--- START ---

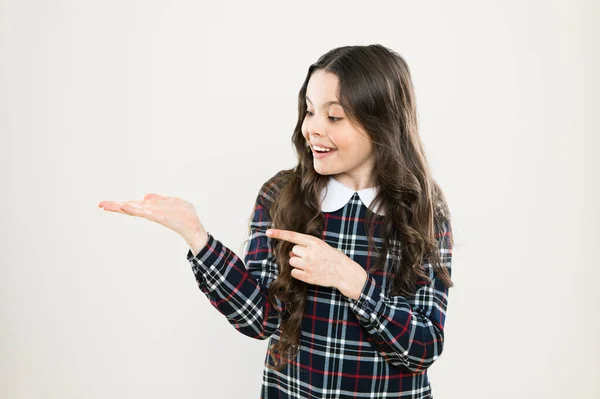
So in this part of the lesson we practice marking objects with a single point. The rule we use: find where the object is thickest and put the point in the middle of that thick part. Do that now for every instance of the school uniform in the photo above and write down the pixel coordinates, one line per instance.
(375, 347)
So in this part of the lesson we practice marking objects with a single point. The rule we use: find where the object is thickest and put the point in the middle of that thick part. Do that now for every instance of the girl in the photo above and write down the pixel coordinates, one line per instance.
(349, 258)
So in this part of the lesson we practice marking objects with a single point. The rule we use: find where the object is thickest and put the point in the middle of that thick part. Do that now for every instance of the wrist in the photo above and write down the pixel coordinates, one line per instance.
(353, 280)
(197, 240)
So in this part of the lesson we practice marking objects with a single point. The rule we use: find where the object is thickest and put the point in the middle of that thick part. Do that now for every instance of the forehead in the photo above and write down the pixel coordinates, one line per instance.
(322, 86)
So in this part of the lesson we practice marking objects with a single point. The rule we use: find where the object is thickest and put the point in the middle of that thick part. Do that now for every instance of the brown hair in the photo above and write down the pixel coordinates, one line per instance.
(376, 92)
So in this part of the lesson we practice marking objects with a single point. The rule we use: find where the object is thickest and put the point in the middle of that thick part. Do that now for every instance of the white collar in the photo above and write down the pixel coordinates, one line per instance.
(335, 195)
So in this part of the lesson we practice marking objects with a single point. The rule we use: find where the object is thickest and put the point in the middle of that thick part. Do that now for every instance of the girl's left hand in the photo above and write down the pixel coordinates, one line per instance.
(313, 260)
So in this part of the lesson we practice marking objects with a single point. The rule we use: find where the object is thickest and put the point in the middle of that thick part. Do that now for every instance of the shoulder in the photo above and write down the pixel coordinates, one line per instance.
(271, 188)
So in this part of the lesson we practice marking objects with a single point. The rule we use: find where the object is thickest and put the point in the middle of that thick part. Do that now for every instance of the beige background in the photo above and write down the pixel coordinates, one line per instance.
(111, 100)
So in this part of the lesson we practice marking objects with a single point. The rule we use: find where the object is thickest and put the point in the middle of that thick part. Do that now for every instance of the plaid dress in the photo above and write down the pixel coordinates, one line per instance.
(378, 346)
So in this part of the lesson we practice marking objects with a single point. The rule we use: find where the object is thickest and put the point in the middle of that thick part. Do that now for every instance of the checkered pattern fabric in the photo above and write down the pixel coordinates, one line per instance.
(379, 346)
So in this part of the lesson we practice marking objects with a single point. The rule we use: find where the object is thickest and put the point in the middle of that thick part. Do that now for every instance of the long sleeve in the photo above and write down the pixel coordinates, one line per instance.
(239, 289)
(408, 333)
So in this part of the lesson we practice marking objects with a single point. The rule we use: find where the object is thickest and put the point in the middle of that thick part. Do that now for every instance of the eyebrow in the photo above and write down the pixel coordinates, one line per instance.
(326, 102)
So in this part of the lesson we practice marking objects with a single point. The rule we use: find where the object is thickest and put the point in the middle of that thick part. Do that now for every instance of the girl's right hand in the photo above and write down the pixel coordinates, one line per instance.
(171, 212)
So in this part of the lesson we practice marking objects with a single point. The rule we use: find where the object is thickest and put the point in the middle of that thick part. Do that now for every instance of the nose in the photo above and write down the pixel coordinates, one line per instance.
(314, 127)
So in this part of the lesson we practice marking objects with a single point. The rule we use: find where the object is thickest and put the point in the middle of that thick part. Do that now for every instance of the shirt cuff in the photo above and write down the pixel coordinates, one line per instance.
(207, 255)
(366, 304)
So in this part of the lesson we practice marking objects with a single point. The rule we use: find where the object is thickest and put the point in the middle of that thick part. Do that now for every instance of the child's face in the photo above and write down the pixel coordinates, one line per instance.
(353, 157)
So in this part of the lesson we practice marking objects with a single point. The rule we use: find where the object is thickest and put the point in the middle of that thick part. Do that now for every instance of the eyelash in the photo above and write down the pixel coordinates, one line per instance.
(331, 118)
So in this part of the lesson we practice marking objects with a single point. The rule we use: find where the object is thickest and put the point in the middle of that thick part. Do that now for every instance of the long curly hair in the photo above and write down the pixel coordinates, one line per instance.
(376, 93)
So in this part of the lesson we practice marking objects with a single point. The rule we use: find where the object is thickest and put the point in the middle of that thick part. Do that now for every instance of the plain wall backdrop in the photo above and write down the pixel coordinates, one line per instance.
(111, 100)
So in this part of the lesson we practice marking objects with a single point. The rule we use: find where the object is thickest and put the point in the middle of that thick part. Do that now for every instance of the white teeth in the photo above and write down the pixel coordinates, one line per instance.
(321, 148)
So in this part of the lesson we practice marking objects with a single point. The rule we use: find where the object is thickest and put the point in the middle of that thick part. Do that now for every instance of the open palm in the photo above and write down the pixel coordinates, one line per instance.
(171, 212)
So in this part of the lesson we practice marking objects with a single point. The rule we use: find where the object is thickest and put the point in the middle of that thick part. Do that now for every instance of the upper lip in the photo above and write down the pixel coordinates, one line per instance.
(322, 146)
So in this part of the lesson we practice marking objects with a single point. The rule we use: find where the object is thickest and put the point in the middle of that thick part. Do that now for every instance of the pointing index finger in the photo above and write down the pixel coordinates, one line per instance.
(291, 236)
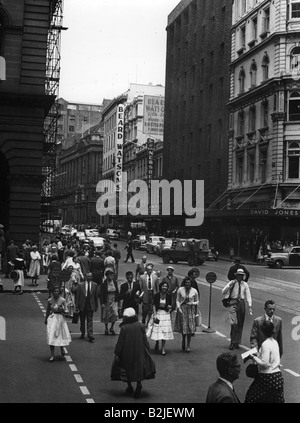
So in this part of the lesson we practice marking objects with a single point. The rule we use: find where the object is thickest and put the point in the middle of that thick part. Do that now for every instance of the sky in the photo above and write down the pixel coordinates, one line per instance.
(110, 44)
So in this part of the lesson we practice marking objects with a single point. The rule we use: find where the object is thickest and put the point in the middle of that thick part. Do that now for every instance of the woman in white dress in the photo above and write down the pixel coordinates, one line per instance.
(58, 334)
(35, 265)
(160, 325)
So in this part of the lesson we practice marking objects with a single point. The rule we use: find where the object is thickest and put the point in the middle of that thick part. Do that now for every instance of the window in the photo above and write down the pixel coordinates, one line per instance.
(242, 76)
(295, 59)
(252, 119)
(253, 73)
(295, 9)
(293, 156)
(294, 106)
(265, 66)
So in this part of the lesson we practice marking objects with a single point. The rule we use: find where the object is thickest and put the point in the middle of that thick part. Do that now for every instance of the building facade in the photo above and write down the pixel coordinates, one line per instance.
(25, 26)
(197, 90)
(263, 196)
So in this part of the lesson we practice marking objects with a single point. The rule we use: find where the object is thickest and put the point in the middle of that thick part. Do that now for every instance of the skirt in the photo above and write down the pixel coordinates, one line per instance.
(163, 330)
(267, 388)
(58, 334)
(109, 313)
(185, 322)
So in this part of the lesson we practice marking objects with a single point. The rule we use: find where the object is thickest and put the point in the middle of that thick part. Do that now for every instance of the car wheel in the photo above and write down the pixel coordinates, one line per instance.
(278, 264)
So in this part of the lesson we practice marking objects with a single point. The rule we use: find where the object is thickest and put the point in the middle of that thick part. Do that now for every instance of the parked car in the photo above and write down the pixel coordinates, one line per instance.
(112, 234)
(290, 256)
(183, 250)
(165, 243)
(152, 243)
(139, 243)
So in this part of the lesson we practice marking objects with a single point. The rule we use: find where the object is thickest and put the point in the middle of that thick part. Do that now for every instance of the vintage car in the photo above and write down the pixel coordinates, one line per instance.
(139, 243)
(290, 256)
(192, 251)
(153, 242)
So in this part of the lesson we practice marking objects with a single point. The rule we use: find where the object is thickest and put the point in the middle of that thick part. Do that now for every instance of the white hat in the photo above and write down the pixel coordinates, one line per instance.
(129, 312)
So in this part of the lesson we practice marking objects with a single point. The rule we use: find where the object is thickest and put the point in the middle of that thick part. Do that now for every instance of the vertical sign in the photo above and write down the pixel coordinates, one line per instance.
(119, 147)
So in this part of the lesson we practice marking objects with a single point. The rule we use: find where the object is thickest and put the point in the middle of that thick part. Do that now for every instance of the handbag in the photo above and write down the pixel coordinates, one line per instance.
(75, 318)
(226, 301)
(252, 370)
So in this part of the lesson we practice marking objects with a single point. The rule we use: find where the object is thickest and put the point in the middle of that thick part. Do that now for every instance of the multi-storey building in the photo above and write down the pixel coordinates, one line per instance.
(264, 146)
(28, 38)
(197, 90)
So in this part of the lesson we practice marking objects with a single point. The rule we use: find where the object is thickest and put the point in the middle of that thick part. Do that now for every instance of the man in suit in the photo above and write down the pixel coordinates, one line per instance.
(257, 337)
(222, 391)
(149, 288)
(129, 293)
(235, 267)
(141, 268)
(87, 303)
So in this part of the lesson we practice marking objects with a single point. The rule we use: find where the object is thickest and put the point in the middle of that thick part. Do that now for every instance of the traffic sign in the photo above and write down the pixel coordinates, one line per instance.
(211, 277)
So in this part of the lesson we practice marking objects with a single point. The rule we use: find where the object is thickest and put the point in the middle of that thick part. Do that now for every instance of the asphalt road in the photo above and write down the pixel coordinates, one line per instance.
(84, 375)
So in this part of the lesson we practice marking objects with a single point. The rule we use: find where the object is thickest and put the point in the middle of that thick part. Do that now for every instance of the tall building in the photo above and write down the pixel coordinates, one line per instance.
(27, 39)
(197, 90)
(263, 198)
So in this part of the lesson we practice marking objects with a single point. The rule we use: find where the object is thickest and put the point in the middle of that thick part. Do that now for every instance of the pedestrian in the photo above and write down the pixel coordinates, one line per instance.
(222, 391)
(58, 334)
(87, 304)
(109, 299)
(173, 285)
(235, 267)
(129, 248)
(160, 325)
(257, 337)
(19, 267)
(238, 290)
(132, 353)
(267, 387)
(117, 256)
(141, 268)
(187, 304)
(35, 265)
(148, 288)
(129, 293)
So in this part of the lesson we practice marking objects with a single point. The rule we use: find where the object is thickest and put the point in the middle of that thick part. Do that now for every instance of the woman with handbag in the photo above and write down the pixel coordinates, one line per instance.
(58, 334)
(267, 387)
(132, 357)
(187, 309)
(160, 325)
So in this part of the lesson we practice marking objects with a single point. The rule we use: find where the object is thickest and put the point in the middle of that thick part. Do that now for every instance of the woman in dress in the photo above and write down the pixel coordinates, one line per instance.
(58, 334)
(35, 265)
(187, 303)
(267, 387)
(109, 298)
(162, 307)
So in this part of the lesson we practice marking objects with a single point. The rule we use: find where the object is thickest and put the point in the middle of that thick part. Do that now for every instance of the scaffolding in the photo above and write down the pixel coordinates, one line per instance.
(49, 162)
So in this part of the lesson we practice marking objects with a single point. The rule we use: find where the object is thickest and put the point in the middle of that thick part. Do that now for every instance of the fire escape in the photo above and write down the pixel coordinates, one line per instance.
(49, 161)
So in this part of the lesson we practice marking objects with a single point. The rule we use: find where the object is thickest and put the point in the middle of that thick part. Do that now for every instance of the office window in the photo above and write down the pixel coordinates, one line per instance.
(294, 106)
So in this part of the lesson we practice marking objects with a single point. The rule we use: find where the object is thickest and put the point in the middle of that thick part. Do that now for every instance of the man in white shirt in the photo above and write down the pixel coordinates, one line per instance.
(238, 291)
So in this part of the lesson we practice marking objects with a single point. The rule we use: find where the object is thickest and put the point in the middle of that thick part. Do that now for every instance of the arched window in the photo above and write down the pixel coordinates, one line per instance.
(294, 106)
(265, 66)
(295, 59)
(253, 73)
(242, 77)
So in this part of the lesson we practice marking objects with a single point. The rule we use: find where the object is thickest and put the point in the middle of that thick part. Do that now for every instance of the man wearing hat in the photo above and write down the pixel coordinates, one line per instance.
(237, 265)
(148, 284)
(173, 284)
(238, 291)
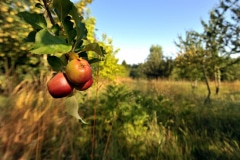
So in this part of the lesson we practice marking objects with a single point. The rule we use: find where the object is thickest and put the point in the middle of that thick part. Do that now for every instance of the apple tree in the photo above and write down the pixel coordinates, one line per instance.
(59, 32)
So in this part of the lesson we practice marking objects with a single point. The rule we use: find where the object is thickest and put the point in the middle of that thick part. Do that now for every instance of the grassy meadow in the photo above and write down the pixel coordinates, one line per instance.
(135, 119)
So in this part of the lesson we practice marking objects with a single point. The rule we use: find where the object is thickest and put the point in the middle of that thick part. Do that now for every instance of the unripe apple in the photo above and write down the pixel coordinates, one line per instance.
(78, 71)
(84, 86)
(58, 86)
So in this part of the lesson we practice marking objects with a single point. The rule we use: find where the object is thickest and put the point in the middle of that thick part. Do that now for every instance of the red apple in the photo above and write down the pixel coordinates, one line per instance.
(84, 86)
(58, 86)
(78, 71)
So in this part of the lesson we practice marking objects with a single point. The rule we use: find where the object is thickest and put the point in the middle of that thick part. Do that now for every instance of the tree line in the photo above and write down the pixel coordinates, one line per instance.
(212, 54)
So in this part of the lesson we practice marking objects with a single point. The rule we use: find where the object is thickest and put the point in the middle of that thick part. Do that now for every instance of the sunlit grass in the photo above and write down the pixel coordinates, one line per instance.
(160, 119)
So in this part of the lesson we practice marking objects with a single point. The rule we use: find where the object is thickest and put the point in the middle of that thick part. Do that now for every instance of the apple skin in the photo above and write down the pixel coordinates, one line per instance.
(58, 86)
(84, 86)
(78, 71)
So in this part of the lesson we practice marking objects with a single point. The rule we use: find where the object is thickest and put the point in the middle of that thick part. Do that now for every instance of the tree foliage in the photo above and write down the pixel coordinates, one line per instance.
(156, 65)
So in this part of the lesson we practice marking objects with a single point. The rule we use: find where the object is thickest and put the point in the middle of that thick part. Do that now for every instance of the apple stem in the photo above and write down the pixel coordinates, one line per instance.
(72, 55)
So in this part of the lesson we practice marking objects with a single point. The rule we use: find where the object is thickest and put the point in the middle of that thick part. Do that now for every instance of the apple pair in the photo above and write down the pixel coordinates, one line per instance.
(78, 75)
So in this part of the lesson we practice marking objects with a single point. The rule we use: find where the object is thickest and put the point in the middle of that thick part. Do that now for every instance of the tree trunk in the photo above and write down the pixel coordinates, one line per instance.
(207, 100)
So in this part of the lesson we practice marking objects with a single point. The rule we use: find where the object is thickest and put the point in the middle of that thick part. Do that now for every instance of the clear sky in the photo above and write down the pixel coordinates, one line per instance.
(135, 25)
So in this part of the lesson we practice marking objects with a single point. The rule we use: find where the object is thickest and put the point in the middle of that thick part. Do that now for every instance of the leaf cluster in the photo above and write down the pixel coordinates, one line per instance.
(59, 32)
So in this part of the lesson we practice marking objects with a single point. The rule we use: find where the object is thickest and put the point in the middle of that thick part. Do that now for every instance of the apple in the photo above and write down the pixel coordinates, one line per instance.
(58, 86)
(84, 86)
(78, 71)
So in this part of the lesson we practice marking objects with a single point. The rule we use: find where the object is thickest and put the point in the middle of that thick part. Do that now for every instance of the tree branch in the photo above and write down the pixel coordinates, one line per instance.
(48, 12)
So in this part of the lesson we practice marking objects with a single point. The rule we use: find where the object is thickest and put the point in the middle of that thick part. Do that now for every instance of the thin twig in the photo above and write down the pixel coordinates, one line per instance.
(48, 12)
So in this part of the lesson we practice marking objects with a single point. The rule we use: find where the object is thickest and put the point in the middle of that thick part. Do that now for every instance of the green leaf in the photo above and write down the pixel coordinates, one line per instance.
(83, 55)
(72, 108)
(31, 36)
(62, 7)
(80, 25)
(94, 60)
(55, 63)
(46, 43)
(52, 49)
(36, 20)
(68, 27)
(93, 47)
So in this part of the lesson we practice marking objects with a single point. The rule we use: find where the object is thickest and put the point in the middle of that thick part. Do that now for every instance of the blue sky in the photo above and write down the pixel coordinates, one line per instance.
(135, 25)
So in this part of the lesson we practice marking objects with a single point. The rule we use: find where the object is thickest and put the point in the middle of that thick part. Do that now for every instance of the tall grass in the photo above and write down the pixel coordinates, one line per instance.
(136, 119)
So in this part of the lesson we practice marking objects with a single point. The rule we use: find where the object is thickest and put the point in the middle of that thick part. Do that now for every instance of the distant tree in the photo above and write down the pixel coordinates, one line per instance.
(156, 65)
(210, 51)
(153, 62)
(137, 71)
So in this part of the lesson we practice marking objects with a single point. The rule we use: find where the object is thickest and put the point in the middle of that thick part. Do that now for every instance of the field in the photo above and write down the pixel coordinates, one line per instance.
(135, 119)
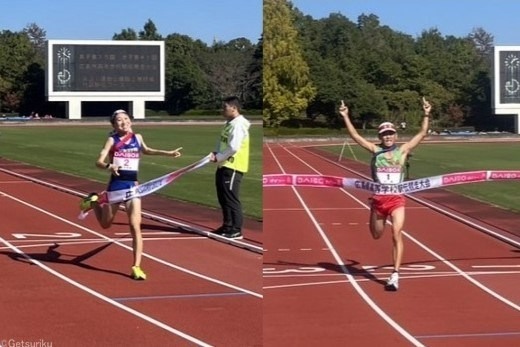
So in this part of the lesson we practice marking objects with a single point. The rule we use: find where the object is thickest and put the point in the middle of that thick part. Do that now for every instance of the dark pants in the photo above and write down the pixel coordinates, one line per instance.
(228, 182)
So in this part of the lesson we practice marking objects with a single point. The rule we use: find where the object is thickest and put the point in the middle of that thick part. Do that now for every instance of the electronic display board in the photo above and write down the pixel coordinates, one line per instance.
(98, 67)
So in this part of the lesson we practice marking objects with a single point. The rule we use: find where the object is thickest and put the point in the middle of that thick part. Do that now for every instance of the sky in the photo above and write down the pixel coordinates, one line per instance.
(499, 18)
(206, 20)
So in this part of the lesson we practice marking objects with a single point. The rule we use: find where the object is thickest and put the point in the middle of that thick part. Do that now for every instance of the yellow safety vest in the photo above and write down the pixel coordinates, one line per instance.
(240, 160)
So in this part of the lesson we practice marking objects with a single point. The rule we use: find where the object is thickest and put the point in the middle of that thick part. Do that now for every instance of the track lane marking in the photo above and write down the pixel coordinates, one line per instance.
(105, 298)
(146, 255)
(344, 269)
(418, 243)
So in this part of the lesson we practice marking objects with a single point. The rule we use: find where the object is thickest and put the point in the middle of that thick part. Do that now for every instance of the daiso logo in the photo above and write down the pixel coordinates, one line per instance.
(126, 155)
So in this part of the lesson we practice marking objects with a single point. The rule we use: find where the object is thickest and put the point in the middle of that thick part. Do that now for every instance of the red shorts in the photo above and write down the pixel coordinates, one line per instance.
(384, 205)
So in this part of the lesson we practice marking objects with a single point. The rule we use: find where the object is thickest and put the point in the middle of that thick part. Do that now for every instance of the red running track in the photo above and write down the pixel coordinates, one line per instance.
(66, 282)
(324, 275)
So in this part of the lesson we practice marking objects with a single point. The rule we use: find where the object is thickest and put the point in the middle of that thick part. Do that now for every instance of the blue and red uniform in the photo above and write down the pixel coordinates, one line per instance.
(125, 154)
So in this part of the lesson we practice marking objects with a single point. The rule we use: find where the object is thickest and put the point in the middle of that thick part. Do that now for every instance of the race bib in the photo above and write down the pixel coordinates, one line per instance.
(389, 174)
(126, 160)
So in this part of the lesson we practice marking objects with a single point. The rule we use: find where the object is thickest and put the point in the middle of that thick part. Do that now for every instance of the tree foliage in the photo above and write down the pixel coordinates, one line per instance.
(287, 86)
(197, 75)
(382, 73)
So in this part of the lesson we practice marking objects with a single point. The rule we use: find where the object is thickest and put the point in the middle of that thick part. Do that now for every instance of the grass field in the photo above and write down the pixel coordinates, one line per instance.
(74, 149)
(436, 159)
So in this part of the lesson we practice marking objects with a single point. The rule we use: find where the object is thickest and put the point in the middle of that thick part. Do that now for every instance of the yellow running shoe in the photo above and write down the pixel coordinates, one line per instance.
(137, 273)
(86, 203)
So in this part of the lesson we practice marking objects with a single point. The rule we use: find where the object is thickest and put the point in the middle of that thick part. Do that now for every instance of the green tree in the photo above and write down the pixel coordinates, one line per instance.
(186, 83)
(17, 53)
(287, 86)
(149, 32)
(128, 34)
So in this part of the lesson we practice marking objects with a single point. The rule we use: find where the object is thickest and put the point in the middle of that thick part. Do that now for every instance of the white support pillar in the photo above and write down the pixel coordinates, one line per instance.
(138, 108)
(74, 109)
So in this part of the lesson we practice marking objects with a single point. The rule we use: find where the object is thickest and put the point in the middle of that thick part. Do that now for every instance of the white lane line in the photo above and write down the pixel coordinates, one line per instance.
(48, 243)
(105, 298)
(426, 248)
(146, 255)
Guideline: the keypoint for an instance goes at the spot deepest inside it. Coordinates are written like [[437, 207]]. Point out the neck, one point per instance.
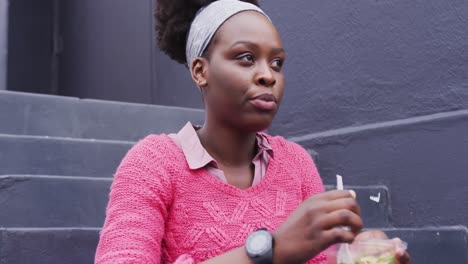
[[227, 145]]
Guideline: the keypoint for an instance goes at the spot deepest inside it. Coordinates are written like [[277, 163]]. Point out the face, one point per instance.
[[243, 73]]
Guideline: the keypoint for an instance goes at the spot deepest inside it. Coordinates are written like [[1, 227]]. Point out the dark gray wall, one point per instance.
[[3, 42], [358, 62], [30, 49], [109, 53], [349, 63]]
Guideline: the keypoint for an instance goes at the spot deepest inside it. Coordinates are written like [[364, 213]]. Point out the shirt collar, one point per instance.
[[196, 155]]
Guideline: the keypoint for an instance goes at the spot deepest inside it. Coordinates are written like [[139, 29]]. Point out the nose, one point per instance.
[[265, 76]]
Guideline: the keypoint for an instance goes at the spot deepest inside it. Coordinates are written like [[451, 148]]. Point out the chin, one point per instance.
[[258, 124]]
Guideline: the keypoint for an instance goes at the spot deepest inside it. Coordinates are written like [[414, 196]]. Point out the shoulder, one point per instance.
[[153, 153], [154, 147], [283, 146]]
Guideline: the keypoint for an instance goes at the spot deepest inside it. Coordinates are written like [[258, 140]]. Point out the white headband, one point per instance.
[[207, 22]]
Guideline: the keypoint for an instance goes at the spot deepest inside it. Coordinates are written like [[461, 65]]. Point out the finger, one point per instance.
[[404, 258], [335, 194], [338, 235], [342, 218], [343, 203]]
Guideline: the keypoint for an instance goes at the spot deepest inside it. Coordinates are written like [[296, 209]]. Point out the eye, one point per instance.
[[277, 63], [247, 57]]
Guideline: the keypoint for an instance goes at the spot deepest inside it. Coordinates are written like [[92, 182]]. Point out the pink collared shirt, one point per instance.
[[197, 157]]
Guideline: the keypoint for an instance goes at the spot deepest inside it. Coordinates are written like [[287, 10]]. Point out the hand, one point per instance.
[[403, 257], [317, 224]]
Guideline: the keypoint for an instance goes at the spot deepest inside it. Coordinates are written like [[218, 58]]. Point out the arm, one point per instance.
[[136, 211]]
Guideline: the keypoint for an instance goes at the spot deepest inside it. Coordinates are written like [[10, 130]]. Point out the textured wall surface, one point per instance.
[[3, 42], [423, 162], [30, 46], [352, 63]]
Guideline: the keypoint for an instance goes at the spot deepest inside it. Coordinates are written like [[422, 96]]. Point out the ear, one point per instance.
[[200, 72]]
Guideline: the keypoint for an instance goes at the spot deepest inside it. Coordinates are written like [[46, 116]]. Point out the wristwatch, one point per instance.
[[259, 246]]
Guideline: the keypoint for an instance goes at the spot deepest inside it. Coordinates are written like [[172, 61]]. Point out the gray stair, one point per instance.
[[75, 245], [60, 156], [423, 160], [57, 116], [51, 201], [67, 201]]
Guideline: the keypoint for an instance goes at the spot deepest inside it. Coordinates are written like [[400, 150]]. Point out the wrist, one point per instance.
[[259, 246], [278, 255]]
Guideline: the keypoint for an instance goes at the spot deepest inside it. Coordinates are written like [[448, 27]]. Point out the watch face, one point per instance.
[[259, 242]]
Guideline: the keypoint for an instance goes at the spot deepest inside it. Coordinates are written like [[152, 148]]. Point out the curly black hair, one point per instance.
[[173, 20]]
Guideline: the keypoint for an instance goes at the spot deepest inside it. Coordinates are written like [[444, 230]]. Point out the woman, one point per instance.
[[224, 192]]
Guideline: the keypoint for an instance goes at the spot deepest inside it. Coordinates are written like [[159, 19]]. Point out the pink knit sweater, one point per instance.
[[160, 211]]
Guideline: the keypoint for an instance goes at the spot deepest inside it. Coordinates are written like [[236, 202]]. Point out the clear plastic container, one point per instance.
[[368, 251]]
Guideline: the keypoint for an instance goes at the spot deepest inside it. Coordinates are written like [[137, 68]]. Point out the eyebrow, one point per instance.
[[249, 43]]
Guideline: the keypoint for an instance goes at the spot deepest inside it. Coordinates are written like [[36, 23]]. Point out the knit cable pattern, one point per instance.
[[160, 211]]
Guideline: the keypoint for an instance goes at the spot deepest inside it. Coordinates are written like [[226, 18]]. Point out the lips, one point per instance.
[[265, 102]]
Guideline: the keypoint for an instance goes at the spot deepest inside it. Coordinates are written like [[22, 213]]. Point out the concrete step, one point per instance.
[[60, 156], [46, 201], [422, 160], [64, 201], [374, 214], [78, 245], [57, 116]]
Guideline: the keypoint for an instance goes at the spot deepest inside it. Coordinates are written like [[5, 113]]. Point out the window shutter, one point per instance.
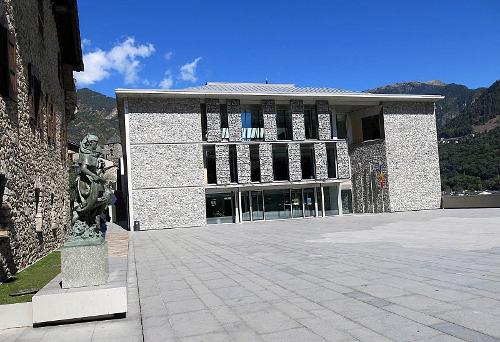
[[11, 47]]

--- END ---

DIRECTION: Quote the data word for word, beginning with the line that contains "the white lane" and continuing through the line that contains "[[277, 63], [247, 57]]", with both of those lines included. Leave the pictures out of your quotation.

ANSWER TO THE PROBLEM:
So in this part of the lesson we practice marking objects with a single point. The rule we use: find where the object is thickest and put the point in the middle of that thick part. Do that now for every instance of the white lane line in the photo above and write down the pixel coordinates, one line per instance.
(48, 243)
(105, 298)
(426, 248)
(146, 255)
Guideline: the keypoint for an instance goes at the spot deepest inside it. Coordinates are written like [[437, 207]]. Point out the neck, one point per instance.
[[227, 145]]
Guideline: the keypoint for an instance goes at the spot deepest inside it. Coordinates are written like [[277, 163]]. Point out the face, one point per instance.
[[243, 73]]
Guideline: the keypoint for an instance goes at the spot deepest inside it. Coordinates are written like [[1, 227]]. Point out the dark gray wall, one point per instance.
[[3, 42], [358, 62], [30, 49], [109, 53], [349, 63]]
Guideline: the keypoint for an instance goes at the spot deepest inside it. Coordinates are written like [[364, 213]]. Point out the shirt collar, one point per instance.
[[196, 155]]
Guideline: the keypoint for an instance goes at the spot deepest inside it. Coordinates are written like [[139, 29]]. Point out the nose, one point per instance.
[[265, 76]]
Guideline: the keypoint for an instance goes at the spot deepest inside it. Coordinates are written like [[451, 148]]. Point out the chin, one point per instance.
[[258, 124]]
Guideline: the keypoint for an instance goes at the spot deepest inside it. Coordinates are written like [[414, 196]]. Point out the shoulder, one point per instance.
[[153, 153], [154, 147], [283, 146]]
Guideline: the keypoint for an instance goes at the spot deepest inside it. Coordinates are written like [[258, 140]]. Point out the white headband, one point per instance.
[[207, 22]]
Guideline: the keypoint for an instance goes at the spot deepest inside it. Coordinates are written like [[461, 65]]. Point out the finger, one point per instance.
[[404, 258], [335, 194], [338, 235], [342, 218], [343, 203]]
Guideline: the keypoint for an instance goes at the spot deepest inside it. Coordinates are written like [[296, 209]]. Point out the eye, one point per instance.
[[277, 63], [247, 57]]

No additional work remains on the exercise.